> O QUE FAZER
Copie do texto de origem tudo desde "Quase 60 anos" até "gratuitamente neste link.", trocando "documentário" por "longa".

> TEXTO DE ORIGEM
Homenagem cifrada a um clássico

ONDE FICA ESTA RUA? OU SEM ANTES, NEM DEPOIS

O Cinema Novo português foi disparado em 1963 por um filme de amor melancólico. Os Verdes Anos, de Paulo Rocha, tratava de Júlio, um jovem provinciano que vai tentar a vida em Lisboa e se apaixona por uma empregada doméstica. O rapaz, porém, não consegue se ajustar à vida da cidade moderna e se apega ao desejo de casar-se com Ilda, que rejeita a ideia. O desfecho é chocante e quase absurdo em termos de lógica dramatúrgica. Mesmo assim, ou talvez por isso mesmo, o filme grudou na memória portuguesa e tornou-se um clássico.

Quase 60 anos depois, João Pedro Rodrigues (em cartaz no Brasil com Fogo-Fátuo) e João Rui Guerra da Mata assinam uma pretensa homenagem a Os Verdes Anos por meio de uma revisita a suas locações lisboetas. O documentário Onde Fica Esta Rua? ou Sem Antes, Nem Depois parte de uma motivação fetichista, mas recusa-se a fazer analogias diretas com o filme de Paulo Rocha. Por isso é essencial tê-lo vivo na memória para que a experiência resulte minimamente interessante. Os Verdes Anos pode ser visto gratuitamente neste link.

Os dois Joões se amparam basicamente no belo e conhecido tema musical de Carlos Paredes, repetido quase à exaustão nos dois filmes. Lançam um olhar oblíquo, contemplativo e lânguido sobre uma Lisboa cuja paisagem, desde 1963, mudou consideravelmente. Predominam hoje as ciclovias, os entregadores de aplicativo, a presença maciça de imigrantes africanos, as paredes cobertas de pichações e os signos visuais e sonoros do distanciamento social provocado pela Covid-19. Incluindo a suspensão do Rock in Rio Lisboa de 2020.

Em ritmo lento e hierático de cinema estrutural, a câmera vasculha algumas locações de Os Verdes Anos: o parque onde o casal fazia seus passeios, o apartamento dos patrões de Ilda agora convertido num escritório repleto de papelada, o bar retrofitado, o terraço panorâmico do elevador de Santa Justa, os murais da Faculdade de Direito, um bebedouro e, sobretudo (como ponto recorrente), o porão onde ficava a sapataria em que Júlio trabalhava.

Tudo isso faria um belo ensaio sobre permanência e transformação caso as imagens de hoje fossem justapostas às cenas do clássico. Como isso não ocorre em nenhum momento, quem não guarda a lembrança fica impossibilitado de apreciar as intenções dos diretores. Mesmo para quem se lembra (e eu me dispus a rever Os Verdes Anos imediatamente antes), esse retorno parece um capricho sem muito sentido.

> DADOS GUARDADOS

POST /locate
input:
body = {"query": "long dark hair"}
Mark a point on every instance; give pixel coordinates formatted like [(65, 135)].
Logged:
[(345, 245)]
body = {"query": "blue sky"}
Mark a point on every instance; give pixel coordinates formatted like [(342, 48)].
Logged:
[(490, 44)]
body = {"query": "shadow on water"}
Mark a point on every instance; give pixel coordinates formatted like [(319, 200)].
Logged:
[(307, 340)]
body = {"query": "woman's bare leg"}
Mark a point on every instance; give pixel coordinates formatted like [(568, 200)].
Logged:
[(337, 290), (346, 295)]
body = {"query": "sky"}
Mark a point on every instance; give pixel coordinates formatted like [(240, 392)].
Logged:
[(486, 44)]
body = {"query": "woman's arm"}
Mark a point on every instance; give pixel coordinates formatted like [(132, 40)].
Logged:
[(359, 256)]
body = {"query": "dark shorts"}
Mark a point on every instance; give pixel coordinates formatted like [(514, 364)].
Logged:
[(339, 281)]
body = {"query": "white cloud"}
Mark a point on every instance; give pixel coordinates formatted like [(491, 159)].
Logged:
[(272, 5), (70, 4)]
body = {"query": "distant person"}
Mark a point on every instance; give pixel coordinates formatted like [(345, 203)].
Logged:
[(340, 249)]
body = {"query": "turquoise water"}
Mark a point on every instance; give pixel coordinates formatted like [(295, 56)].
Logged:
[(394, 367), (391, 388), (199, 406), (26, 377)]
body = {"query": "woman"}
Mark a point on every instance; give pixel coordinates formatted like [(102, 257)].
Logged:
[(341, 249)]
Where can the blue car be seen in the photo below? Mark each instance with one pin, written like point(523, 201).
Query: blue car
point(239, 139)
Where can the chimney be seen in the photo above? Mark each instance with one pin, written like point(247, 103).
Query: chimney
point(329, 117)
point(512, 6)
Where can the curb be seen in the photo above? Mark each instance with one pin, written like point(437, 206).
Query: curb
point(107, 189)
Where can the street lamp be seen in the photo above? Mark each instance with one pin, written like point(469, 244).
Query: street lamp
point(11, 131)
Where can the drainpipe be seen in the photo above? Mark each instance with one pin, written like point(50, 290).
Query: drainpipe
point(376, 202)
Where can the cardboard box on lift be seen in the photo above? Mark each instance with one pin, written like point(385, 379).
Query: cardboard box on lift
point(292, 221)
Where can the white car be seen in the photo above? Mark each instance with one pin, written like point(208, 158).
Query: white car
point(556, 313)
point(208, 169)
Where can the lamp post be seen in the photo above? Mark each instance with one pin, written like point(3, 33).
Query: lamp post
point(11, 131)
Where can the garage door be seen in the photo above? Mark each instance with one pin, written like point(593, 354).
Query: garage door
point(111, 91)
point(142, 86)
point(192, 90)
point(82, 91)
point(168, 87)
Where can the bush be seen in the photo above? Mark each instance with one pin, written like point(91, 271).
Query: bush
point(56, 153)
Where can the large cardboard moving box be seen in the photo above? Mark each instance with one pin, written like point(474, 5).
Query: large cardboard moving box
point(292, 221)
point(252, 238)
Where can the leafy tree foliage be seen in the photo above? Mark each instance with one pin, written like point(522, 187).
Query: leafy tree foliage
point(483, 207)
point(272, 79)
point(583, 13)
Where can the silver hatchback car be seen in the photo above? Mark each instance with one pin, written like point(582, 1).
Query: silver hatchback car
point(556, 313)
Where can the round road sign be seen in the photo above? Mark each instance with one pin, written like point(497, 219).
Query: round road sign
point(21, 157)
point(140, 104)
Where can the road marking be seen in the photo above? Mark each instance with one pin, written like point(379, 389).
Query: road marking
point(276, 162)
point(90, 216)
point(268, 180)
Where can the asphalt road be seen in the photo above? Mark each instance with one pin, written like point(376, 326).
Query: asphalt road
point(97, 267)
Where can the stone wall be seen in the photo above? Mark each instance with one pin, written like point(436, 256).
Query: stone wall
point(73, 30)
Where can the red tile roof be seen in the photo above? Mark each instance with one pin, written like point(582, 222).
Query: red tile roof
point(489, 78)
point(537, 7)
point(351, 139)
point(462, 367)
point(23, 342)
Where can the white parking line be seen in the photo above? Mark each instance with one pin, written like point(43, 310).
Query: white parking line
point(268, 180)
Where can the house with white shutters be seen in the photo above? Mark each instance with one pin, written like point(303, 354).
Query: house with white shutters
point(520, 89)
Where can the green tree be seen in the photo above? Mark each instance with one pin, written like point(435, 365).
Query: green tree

> SUA RESPOSTA
Quase 60 anos depois, João Pedro Rodrigues (em cartaz no Brasil com Fogo-Fátuo) e João Rui Guerra da Mata assinam uma pretensa homenagem a Os Verdes Anos por meio de uma revisita a suas locações lisboetas. O longa Onde Fica Esta Rua? ou Sem Antes, Nem Depois parte de uma motivação fetichista, mas recusa-se a fazer analogias diretas com o filme de Paulo Rocha. Por isso é essencial tê-lo vivo na memória para que a experiência resulte minimamente interessante. Os Verdes Anos pode ser visto gratuitamente neste link.